Directions for this task ::
Condense the paragraph of the court opinion excerpt below that begins "This narrow rule makes sense" into a brief bulleted list, keeping its main facts.

Document excerpt ::
## Start
The majority protests that this application of the rule of liberal construction for pro se pleadings lacks a limiting principle. Respectfully, I disagree. Where, as here, a state-court decision denying postconviction relief is attached as an exhibit to a pro se habeas petition and the petition lists claims that correspond to the claims addressed in that decision, principles of liberal construction require that the facts discussed in the decision be construed as "set out" in the petition for purposes of relation back under Rule 15(c).
This narrow rule makes sense. State-court decisions denying postconviction review usually distill the factual background of a petitioner’s claims into an easily digestible summary. See Rule 5 of the Rules Governing Section 2254 Cases in the U.S. District Courts (the "Habeas Rules") advisory committee’s note to 2004 amendment (recognizing that such decisions "may assist [the federal habeas court] in resolving the issues raised ... in the petition"). Moreover, because AEDPA’s exhaustion requirement bars a petitioner from asserting claims in a federal habeas petition that were not raised in state proceedings, see 28 U.S.C. § 2254(b) – (c), the state-court decision will in most cases neatly summarize the facts underlying those claims—and only those claims—that the district court can consider on habeas review. And where the claims addressed in an attached state-court decision match the claims raised summarily in the petition, the pro se petitioner can fairly be said to have "attempted" to set out those facts in his petition. Fed. R. Civ. P. 15(c)(1)(B).
The limitations of this approach are firmly grounded in the framework of habeas litigation. Unlike the state-court decision denying postconviction review, documents like trial transcripts or other parts of the state-court record are less likely to summarize concisely the facts underlying the petitioner’s claims. And other decisions from earlier in the petitioner’s state-court proceedings are less likely to summarize the facts underlying precisely those claims that the petitioner is entitled to assert on federal habeas review in light of AEDPA’s exhaustion requirement.
The majority’s concern that a narrow ruling in Ross’s favor would not "stay limiting for long" is unwarranted. Majority Op. at 971 n.16. District courts know that liberal construction does not require them "to act as counsel or paralegal to pro se litigants." Pliler v. Ford , 542 U.S. 225, 231, 124 S.Ct. 2441, 159 L.Ed.2d 338 (2004) ; see Barnett v. Duffey , 621 Fed. App'x 496, 496–97 (9th Cir. 2015) (unpublished) (affirming the district court’s refusal to consider a claim that was " ‘buried,’ by [the petitioner’s] own description, amid hundreds of pages of evidentiary exhibits appended to his petition"). They are well versed in the practice of parsing pro se pleadings, and faithfully applying the rule of liberal construction here would by no means leave them at sea.
## End
Records ::
## Start
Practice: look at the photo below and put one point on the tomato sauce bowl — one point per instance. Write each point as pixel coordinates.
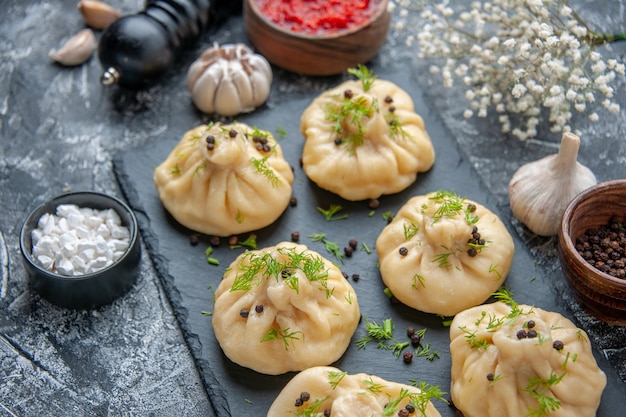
(317, 38)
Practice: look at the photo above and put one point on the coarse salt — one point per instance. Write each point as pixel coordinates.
(78, 241)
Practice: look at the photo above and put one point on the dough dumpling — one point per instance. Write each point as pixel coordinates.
(443, 253)
(515, 356)
(348, 396)
(225, 179)
(284, 308)
(363, 144)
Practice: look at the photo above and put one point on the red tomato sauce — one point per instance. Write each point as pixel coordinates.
(318, 16)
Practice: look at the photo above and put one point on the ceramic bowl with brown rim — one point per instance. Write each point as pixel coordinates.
(595, 278)
(293, 43)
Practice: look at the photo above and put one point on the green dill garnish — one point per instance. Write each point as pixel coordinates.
(427, 394)
(249, 242)
(373, 387)
(450, 205)
(331, 247)
(383, 333)
(312, 409)
(418, 279)
(208, 252)
(283, 334)
(364, 74)
(335, 377)
(538, 388)
(365, 248)
(473, 340)
(281, 132)
(329, 214)
(410, 230)
(263, 168)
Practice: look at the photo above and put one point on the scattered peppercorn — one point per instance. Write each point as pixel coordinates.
(604, 248)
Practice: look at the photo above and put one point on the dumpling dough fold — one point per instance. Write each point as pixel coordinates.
(495, 356)
(348, 395)
(237, 183)
(367, 145)
(284, 308)
(425, 251)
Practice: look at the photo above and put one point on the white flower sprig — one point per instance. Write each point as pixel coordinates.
(524, 58)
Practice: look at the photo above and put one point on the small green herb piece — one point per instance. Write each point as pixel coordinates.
(313, 408)
(365, 248)
(428, 393)
(263, 168)
(249, 242)
(281, 132)
(383, 333)
(329, 214)
(364, 74)
(208, 252)
(284, 334)
(410, 230)
(334, 378)
(538, 389)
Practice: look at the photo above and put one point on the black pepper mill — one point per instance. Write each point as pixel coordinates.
(137, 49)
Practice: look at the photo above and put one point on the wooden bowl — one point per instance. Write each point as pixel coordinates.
(601, 294)
(318, 54)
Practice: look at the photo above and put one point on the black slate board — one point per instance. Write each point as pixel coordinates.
(189, 279)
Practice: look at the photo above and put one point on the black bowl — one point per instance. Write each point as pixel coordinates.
(89, 290)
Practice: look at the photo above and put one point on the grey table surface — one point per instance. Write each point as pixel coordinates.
(59, 131)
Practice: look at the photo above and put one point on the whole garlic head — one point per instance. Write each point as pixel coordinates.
(229, 80)
(540, 191)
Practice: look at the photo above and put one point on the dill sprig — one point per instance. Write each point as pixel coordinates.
(263, 168)
(383, 334)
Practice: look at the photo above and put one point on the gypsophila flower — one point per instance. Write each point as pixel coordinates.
(525, 59)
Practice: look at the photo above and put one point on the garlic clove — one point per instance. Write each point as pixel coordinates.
(97, 15)
(77, 50)
(540, 191)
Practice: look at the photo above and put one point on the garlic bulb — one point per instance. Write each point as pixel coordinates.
(540, 191)
(229, 80)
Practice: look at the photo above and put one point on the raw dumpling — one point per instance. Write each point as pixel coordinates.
(225, 179)
(284, 308)
(525, 360)
(322, 388)
(364, 142)
(442, 253)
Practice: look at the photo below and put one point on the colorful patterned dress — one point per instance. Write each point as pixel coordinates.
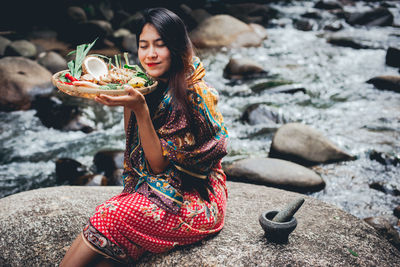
(154, 212)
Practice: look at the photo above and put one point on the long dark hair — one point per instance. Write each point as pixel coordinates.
(173, 32)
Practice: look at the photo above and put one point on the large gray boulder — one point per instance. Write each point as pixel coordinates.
(302, 144)
(224, 30)
(276, 173)
(38, 226)
(239, 68)
(21, 48)
(386, 82)
(52, 61)
(20, 80)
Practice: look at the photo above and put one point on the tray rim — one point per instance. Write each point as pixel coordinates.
(86, 92)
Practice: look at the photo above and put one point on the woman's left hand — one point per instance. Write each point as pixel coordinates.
(134, 100)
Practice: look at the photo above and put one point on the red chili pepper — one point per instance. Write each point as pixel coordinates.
(65, 83)
(70, 77)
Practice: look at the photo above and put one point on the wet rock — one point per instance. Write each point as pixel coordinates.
(375, 17)
(74, 173)
(199, 15)
(52, 44)
(52, 61)
(251, 12)
(387, 189)
(70, 170)
(303, 25)
(76, 15)
(287, 89)
(268, 85)
(22, 48)
(312, 15)
(328, 5)
(396, 212)
(260, 30)
(384, 158)
(224, 30)
(304, 145)
(275, 173)
(42, 34)
(393, 57)
(53, 217)
(184, 12)
(76, 124)
(53, 113)
(388, 82)
(105, 12)
(21, 79)
(132, 21)
(385, 229)
(261, 113)
(129, 44)
(87, 32)
(111, 163)
(4, 42)
(91, 180)
(242, 68)
(346, 42)
(334, 26)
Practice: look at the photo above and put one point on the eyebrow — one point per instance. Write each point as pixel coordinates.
(156, 40)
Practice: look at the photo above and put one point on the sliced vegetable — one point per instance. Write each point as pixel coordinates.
(70, 77)
(85, 84)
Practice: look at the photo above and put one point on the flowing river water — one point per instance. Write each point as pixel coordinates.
(357, 117)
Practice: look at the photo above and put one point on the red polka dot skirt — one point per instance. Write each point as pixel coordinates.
(128, 224)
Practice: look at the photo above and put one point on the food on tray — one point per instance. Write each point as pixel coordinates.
(101, 73)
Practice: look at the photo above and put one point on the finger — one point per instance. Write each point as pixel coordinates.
(109, 101)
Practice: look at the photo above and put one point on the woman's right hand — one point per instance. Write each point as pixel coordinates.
(134, 100)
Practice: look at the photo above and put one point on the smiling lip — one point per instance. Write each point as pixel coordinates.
(152, 64)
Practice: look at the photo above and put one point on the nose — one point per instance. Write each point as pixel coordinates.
(152, 52)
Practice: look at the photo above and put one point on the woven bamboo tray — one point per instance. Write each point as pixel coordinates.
(86, 92)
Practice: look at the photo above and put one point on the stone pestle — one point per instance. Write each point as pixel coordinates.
(287, 213)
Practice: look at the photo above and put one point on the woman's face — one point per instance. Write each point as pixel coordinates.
(153, 54)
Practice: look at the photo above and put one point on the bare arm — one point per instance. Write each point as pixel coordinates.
(151, 144)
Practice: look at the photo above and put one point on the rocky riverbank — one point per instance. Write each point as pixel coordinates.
(38, 226)
(295, 118)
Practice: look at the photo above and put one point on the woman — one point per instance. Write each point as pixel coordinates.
(174, 187)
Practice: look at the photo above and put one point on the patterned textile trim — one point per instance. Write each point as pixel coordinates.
(104, 245)
(200, 176)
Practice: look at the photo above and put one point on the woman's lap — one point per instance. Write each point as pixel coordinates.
(135, 224)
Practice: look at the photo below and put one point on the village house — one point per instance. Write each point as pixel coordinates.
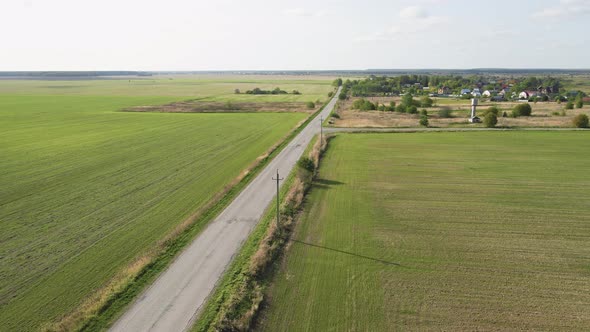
(445, 90)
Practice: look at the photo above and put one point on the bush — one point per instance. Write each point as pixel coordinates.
(445, 113)
(426, 102)
(490, 120)
(306, 163)
(363, 105)
(493, 110)
(522, 110)
(424, 121)
(581, 121)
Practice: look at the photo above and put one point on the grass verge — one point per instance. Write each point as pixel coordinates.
(99, 310)
(236, 301)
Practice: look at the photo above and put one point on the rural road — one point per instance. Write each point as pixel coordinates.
(173, 301)
(434, 130)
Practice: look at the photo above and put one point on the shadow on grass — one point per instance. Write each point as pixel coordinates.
(325, 183)
(348, 253)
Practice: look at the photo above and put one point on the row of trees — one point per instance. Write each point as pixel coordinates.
(275, 91)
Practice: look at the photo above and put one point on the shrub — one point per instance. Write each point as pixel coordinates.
(522, 110)
(426, 102)
(581, 121)
(493, 110)
(363, 105)
(306, 163)
(490, 120)
(445, 112)
(424, 121)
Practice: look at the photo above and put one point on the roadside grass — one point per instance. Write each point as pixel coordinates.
(443, 231)
(85, 190)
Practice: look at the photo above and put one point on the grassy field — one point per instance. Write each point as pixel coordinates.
(85, 189)
(545, 114)
(208, 88)
(441, 231)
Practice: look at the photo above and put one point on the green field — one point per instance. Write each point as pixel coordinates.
(441, 231)
(84, 188)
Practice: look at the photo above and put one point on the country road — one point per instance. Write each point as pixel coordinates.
(173, 301)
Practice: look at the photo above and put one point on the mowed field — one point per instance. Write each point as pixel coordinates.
(441, 231)
(84, 189)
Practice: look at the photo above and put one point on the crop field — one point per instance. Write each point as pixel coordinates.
(207, 88)
(441, 231)
(85, 189)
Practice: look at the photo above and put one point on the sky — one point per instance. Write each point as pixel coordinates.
(153, 35)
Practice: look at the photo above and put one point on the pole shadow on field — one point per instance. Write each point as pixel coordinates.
(348, 253)
(325, 183)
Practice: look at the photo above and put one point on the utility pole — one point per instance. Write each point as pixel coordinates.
(321, 130)
(278, 201)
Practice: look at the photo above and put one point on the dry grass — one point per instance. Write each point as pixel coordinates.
(195, 106)
(544, 115)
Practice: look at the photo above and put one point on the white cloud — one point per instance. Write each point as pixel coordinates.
(566, 8)
(302, 12)
(413, 12)
(413, 20)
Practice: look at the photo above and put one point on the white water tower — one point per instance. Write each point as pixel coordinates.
(473, 118)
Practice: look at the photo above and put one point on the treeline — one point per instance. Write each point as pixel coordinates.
(407, 105)
(414, 84)
(275, 91)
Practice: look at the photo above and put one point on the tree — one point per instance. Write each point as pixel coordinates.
(490, 120)
(522, 110)
(407, 100)
(424, 121)
(445, 113)
(426, 102)
(579, 101)
(492, 109)
(581, 121)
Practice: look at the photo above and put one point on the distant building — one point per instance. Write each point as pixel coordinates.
(527, 94)
(445, 90)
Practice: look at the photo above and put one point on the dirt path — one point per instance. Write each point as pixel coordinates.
(174, 300)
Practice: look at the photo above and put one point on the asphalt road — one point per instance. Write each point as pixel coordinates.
(174, 300)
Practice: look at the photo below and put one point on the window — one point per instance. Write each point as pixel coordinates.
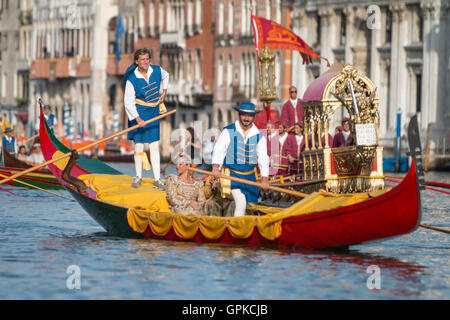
(418, 92)
(388, 35)
(343, 31)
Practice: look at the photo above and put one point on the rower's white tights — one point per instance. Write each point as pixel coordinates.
(154, 159)
(240, 201)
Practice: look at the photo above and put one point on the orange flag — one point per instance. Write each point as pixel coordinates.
(274, 35)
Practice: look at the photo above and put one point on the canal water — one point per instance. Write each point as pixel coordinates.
(52, 249)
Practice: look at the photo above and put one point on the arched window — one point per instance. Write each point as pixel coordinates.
(112, 35)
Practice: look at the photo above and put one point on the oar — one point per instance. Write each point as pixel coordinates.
(429, 183)
(29, 139)
(8, 191)
(66, 155)
(434, 228)
(291, 192)
(31, 186)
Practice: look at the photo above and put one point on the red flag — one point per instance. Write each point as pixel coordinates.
(274, 35)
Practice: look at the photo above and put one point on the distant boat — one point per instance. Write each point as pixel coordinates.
(382, 215)
(40, 178)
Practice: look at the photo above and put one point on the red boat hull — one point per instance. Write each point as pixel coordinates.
(393, 213)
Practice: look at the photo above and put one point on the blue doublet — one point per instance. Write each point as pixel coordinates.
(242, 158)
(9, 145)
(149, 93)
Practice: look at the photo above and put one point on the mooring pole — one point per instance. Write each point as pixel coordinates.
(398, 141)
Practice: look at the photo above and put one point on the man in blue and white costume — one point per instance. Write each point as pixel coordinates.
(49, 118)
(9, 142)
(240, 147)
(142, 100)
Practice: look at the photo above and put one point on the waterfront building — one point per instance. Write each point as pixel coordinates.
(15, 48)
(403, 46)
(235, 60)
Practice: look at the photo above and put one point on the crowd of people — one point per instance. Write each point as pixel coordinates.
(9, 144)
(257, 145)
(241, 150)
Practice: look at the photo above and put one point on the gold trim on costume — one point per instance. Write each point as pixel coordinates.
(149, 85)
(244, 172)
(147, 104)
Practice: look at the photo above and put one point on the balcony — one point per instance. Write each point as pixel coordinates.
(55, 68)
(173, 39)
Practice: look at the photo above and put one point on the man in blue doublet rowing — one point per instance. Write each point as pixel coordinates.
(240, 147)
(49, 117)
(143, 102)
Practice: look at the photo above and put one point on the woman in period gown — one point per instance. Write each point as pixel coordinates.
(185, 194)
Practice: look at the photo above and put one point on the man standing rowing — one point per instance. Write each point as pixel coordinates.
(142, 102)
(239, 148)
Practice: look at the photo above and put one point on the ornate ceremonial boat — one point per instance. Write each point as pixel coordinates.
(322, 220)
(40, 178)
(346, 169)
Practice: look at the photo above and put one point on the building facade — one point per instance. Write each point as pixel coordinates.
(235, 63)
(15, 47)
(403, 46)
(180, 35)
(64, 51)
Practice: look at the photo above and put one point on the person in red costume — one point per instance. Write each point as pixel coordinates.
(287, 150)
(292, 110)
(261, 117)
(297, 166)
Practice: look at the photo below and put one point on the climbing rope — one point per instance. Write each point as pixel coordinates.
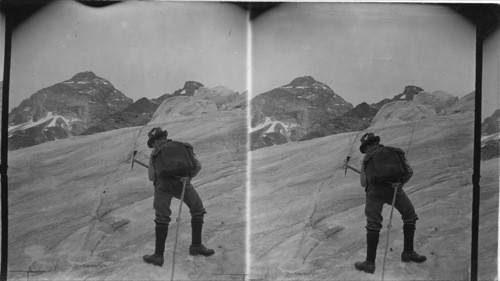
(389, 225)
(184, 180)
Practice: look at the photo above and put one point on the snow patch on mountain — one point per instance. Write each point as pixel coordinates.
(50, 115)
(272, 125)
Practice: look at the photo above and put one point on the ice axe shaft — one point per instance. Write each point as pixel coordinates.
(354, 169)
(140, 163)
(347, 166)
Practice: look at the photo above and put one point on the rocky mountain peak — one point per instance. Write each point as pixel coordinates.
(85, 76)
(303, 81)
(191, 86)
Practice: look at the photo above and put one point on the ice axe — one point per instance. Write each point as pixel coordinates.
(347, 166)
(138, 162)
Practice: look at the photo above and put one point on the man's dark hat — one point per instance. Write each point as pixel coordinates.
(367, 139)
(154, 134)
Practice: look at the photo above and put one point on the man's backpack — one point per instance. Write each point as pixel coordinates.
(176, 159)
(386, 164)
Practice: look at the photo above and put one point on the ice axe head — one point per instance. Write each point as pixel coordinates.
(133, 158)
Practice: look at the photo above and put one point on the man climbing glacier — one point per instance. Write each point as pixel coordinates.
(165, 188)
(380, 191)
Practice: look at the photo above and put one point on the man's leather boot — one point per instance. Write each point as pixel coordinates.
(368, 265)
(161, 231)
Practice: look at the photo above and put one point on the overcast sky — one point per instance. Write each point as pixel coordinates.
(364, 52)
(145, 49)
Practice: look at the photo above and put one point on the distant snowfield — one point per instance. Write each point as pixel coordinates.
(49, 116)
(273, 123)
(308, 219)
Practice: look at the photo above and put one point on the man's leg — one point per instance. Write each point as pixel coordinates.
(193, 201)
(161, 205)
(407, 211)
(373, 212)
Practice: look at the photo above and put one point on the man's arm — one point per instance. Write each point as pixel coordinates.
(409, 169)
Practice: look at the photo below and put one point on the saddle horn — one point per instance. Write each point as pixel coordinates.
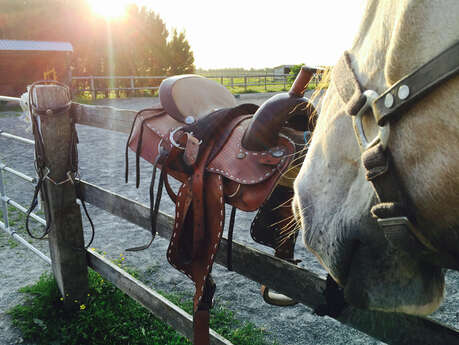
(263, 131)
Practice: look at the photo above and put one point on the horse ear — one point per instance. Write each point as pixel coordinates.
(263, 130)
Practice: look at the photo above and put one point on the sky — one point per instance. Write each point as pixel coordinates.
(259, 34)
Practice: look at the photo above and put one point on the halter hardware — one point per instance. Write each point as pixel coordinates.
(383, 131)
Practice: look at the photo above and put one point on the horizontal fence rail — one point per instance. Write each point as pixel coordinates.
(297, 283)
(158, 305)
(5, 201)
(282, 276)
(286, 278)
(104, 84)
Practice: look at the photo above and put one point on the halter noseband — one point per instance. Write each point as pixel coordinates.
(394, 211)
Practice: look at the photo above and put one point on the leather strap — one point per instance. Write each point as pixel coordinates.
(394, 211)
(415, 85)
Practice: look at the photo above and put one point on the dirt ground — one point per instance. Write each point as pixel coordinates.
(102, 163)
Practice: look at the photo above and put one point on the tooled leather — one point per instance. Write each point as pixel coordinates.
(247, 169)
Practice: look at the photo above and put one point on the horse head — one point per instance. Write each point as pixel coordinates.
(333, 199)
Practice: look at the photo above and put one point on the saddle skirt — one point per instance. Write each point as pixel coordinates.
(205, 154)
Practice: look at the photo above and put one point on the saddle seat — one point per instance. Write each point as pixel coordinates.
(198, 136)
(189, 97)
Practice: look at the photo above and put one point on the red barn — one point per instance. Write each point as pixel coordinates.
(23, 62)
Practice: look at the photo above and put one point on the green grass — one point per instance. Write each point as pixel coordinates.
(111, 317)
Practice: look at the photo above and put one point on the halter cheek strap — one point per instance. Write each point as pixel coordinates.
(394, 211)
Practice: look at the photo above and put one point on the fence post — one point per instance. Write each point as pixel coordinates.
(93, 88)
(132, 91)
(66, 241)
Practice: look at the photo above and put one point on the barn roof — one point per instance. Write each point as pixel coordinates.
(16, 45)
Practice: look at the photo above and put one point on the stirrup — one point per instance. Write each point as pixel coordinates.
(276, 299)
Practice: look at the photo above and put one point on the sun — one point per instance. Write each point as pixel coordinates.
(110, 9)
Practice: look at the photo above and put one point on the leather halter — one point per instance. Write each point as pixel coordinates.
(394, 211)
## End
Solution to this task ::
- State-court decisions denying postconviction review usually summarize the factual background of a petitioner's claims in an easily digestible form. The advisory committee's note to the 2004 amendment of Rule 5 of the Habeas Rules recognizes that such decisions may assist the federal habeas court.
- AEDPA's exhaustion requirement (28 U.S.C. § 2254(b)–(c)) bars claims not raised in state proceedings. The state-court decision will therefore usually summarize the facts underlying only those claims that the district court can consider on habeas review.
- When the claims addressed in an attached state-court decision match those raised summarily in the petition, the pro se petitioner can fairly be said to have "attempted" to set out those facts under Fed. R. Civ. P. 15(c)(1)(B).